In your answer, every line of the records should be written out exactly.
########################################
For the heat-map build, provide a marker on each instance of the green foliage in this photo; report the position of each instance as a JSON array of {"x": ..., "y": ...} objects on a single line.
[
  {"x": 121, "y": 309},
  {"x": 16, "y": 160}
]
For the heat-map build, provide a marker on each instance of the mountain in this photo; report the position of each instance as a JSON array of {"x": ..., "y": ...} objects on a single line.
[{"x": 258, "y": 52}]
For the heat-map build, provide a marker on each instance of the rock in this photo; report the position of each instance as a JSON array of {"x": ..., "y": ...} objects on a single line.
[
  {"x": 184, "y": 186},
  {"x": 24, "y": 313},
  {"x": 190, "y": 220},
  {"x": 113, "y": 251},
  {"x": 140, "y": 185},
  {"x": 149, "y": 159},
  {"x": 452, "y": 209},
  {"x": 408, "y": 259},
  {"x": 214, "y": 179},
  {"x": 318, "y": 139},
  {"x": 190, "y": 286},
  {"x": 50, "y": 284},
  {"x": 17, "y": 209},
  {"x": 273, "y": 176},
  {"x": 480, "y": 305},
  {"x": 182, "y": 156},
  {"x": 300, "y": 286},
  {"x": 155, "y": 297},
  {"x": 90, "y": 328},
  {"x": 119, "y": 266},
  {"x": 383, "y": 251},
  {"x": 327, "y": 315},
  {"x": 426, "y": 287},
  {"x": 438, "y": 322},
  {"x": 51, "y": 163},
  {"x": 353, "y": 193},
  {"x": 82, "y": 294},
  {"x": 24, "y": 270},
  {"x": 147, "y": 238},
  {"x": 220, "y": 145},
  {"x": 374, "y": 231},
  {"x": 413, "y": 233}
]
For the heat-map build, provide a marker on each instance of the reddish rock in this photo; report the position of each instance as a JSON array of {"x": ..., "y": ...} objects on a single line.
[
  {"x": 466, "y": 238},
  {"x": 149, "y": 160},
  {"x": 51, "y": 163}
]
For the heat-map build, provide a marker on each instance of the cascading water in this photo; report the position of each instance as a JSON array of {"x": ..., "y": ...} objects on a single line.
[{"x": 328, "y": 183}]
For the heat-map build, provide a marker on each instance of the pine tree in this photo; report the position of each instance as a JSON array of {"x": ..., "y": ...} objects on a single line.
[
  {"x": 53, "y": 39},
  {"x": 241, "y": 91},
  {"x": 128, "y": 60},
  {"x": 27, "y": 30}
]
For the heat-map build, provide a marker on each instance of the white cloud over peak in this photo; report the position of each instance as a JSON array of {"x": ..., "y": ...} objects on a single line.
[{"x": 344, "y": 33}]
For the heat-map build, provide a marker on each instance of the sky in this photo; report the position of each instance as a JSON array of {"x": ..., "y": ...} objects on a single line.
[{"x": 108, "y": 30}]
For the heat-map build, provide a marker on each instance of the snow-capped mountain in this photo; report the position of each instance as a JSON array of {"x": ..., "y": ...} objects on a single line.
########################################
• [Exercise solution]
For the heat-map build, provide a marker on each instance of the green foliage in this photo; report the position of each instance as a JSON array of {"x": ..., "y": ...} objects on a single line.
[
  {"x": 121, "y": 309},
  {"x": 16, "y": 160}
]
For the heat-map build, provide a marker on each instance of the mountain in this photo; report the position of each instance as a JSON array of {"x": ..., "y": ...} objects on a single line.
[{"x": 258, "y": 52}]
For the heat-map build, provide a marker on each instance of the rock in this photo; report the position of each instance as a JSON array of {"x": ..., "y": ...} objects on a single line.
[
  {"x": 184, "y": 186},
  {"x": 24, "y": 313},
  {"x": 190, "y": 220},
  {"x": 113, "y": 251},
  {"x": 140, "y": 185},
  {"x": 149, "y": 159},
  {"x": 452, "y": 209},
  {"x": 408, "y": 259},
  {"x": 214, "y": 179},
  {"x": 318, "y": 139},
  {"x": 190, "y": 286},
  {"x": 50, "y": 284},
  {"x": 17, "y": 209},
  {"x": 273, "y": 176},
  {"x": 480, "y": 305},
  {"x": 182, "y": 156},
  {"x": 300, "y": 286},
  {"x": 155, "y": 297},
  {"x": 90, "y": 328},
  {"x": 119, "y": 266},
  {"x": 383, "y": 251},
  {"x": 327, "y": 315},
  {"x": 426, "y": 287},
  {"x": 438, "y": 322},
  {"x": 51, "y": 163},
  {"x": 353, "y": 193},
  {"x": 82, "y": 294},
  {"x": 24, "y": 270},
  {"x": 147, "y": 238},
  {"x": 220, "y": 145},
  {"x": 374, "y": 231},
  {"x": 413, "y": 233}
]
For the heat-map build, provide a marker on each instance of the reddish rock in this photo; report the position of each instance as a JSON array of {"x": ..., "y": ...} objects on a single line.
[
  {"x": 466, "y": 238},
  {"x": 149, "y": 160},
  {"x": 51, "y": 163}
]
For the heat-map build, provide a marker on each instance of the cascading water in this photo; report the position of each instance as a JSON array of {"x": ..., "y": ...} objects on a single line.
[{"x": 328, "y": 183}]
For the heat-map build, provide a marker on each instance of the pine tree in this photo; report the position of each instance as a JSON array of {"x": ..., "y": ...} objects on a single line.
[
  {"x": 53, "y": 39},
  {"x": 241, "y": 91},
  {"x": 128, "y": 60},
  {"x": 27, "y": 30}
]
For the heat-map build, provide a marker on each instance of the white cloud over peak in this photo; report the position of each instance as a JSON array of {"x": ..., "y": ...} objects on a single line.
[{"x": 344, "y": 33}]
For the heat-map build, provide a marker on each instance of the sky in this photo; report the position of each instance as a JSON array of {"x": ..., "y": ...} objects on a single line.
[{"x": 108, "y": 30}]
For the heat-map build, provide a marker on each instance of the snow-capped mountain in this photo; report the position of each instance as a JSON array of {"x": ..., "y": ...} objects on a single line.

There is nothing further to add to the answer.